TASK DIRECTIONS ::
State how many lines of the records below contain the string "after", with case counting. Give only the number.

(Stored data)
::::::::
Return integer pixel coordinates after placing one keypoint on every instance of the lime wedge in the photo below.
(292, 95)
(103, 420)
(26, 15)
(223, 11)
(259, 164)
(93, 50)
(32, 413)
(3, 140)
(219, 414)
::::::::
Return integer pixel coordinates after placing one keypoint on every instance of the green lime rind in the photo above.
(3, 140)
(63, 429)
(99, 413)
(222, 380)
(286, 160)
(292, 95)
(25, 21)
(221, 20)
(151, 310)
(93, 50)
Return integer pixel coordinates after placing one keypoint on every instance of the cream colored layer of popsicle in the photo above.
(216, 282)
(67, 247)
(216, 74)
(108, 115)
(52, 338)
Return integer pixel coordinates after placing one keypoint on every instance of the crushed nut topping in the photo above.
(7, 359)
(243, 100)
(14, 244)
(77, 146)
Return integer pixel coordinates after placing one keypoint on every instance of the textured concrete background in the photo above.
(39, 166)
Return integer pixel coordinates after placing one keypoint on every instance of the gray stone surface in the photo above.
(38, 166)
::::::::
SOLUTION BELOW ::
6